### Source passage
=-=-=

Generation of auxiliary descriptors must start from highest sphere, toward to root. In this way, all auxiliary descriptors in higher spheres than the one being determined are already assigned. This is sufficient, as the descriptor for an auxiliary center does not depend upon any descriptor between it and the root, as the priority of a ligand leading back to the digraph root will always be ranked by Rule 1a, with no need to consider auxiliary centers. This postulate follows from the fact that auxiliary centers are always offset from the root of a digraph, and so the path back to the root is always unique in connectivity and atomic numbers.

Pseudoasymmetry

Stereogenic units are called pseudoasymmetric (center, axis or plane) when they have distinguishable ligands ‘a’, ‘b’, ‘c’, ‘d’, two and only two of which are nonsuperposable mirror images of each other (enantiomorphic). Reflection of pseudoasymmetric centers is superimposable. These enantiomorphic ligands are represented by ‘╒ and ╕’ as designated by Prelog and Helmchen. The ‘r/s’ and ‘m/p’ stereodescriptors describing a pseudoasymmetric stereogenic unit are invariant on reflection in a mirror (for example ‘r’ remains ‘r’, and ‘s’ remains ‘s’), but are reversed by the exchange of any two ligands (‘r’ becomes ‘s’, and ‘s’ becomes ‘r’). Lower case stereodescriptors are used to describe pseudoasymmetric stereogenic units. Only when Rule 5 has been used, a pesuodommetric descriptor can be assigned because Rule 5 do a final check for enantiomorphic ligands.

Sequence rules

Rule 1a

Higher atomic number precedes lower.
Rule 1a is simple to understand, except for the special cases(mancude ring or rings systems), when a duplicate atom is involved in multiple resonance structures, a average atomic number of it should be used. It is sad to have to say that averaging the atomic number is a difficult procedure to describe, and there are not exact definitions for how to apply it. BB 2013 only mentioned several simple examples, such as benzene, pyridine or cyclopentadienyl anion. Without averaging atomic number in the Rule 1a, bellow two chemically equivalent Kekulé structures give different assignments at the stereocenter.

=-=-=

### Requirement 1
According to the source passage, why does the descriptor for an auxiliary center not depend on any descriptor between that center and the root?

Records
=-=-=

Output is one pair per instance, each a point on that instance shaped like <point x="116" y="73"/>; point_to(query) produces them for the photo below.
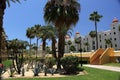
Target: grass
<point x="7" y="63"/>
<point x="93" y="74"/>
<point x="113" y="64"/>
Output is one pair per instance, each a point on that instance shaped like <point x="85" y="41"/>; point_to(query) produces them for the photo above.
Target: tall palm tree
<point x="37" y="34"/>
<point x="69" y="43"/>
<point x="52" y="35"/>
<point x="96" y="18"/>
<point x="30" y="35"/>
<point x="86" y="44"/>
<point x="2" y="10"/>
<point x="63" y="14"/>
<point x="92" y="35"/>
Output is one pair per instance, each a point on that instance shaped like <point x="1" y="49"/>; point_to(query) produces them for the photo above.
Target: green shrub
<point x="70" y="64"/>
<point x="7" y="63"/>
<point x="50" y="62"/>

=-=-=

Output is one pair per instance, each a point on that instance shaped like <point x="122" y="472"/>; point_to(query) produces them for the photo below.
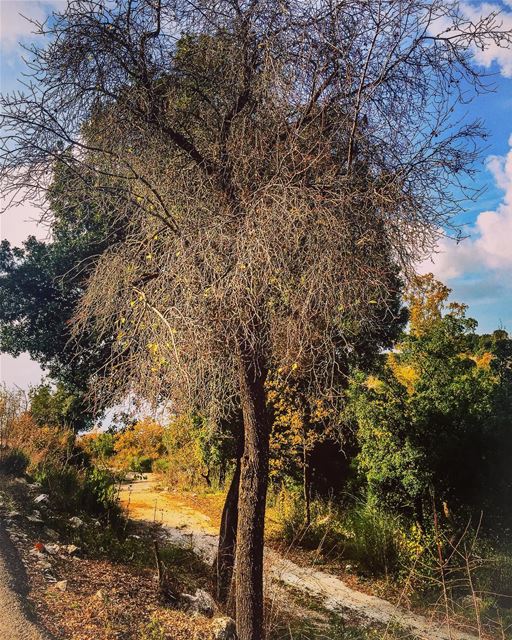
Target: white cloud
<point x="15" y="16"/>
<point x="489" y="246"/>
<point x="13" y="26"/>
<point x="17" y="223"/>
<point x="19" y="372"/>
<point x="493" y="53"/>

=-=-=

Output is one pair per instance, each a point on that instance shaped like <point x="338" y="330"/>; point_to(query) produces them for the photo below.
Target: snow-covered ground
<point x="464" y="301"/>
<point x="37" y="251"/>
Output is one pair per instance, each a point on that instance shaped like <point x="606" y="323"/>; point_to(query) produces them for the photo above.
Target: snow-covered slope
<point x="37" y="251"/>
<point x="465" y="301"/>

=-=-=

### Requirement 2
Identify every line in the rows that contains the string "snow", and copy each of those lines. Case counts.

### Full solution 1
A ligand that leads back to the digraph root is always ranked by Rule 1a, so auxiliary centers never need to be considered. This holds because auxiliary centers are always offset from the root, which makes the path back to the root unique in connectivity and atomic numbers.

### Full solution 2
Target: snow-covered ground
Target: snow-covered slope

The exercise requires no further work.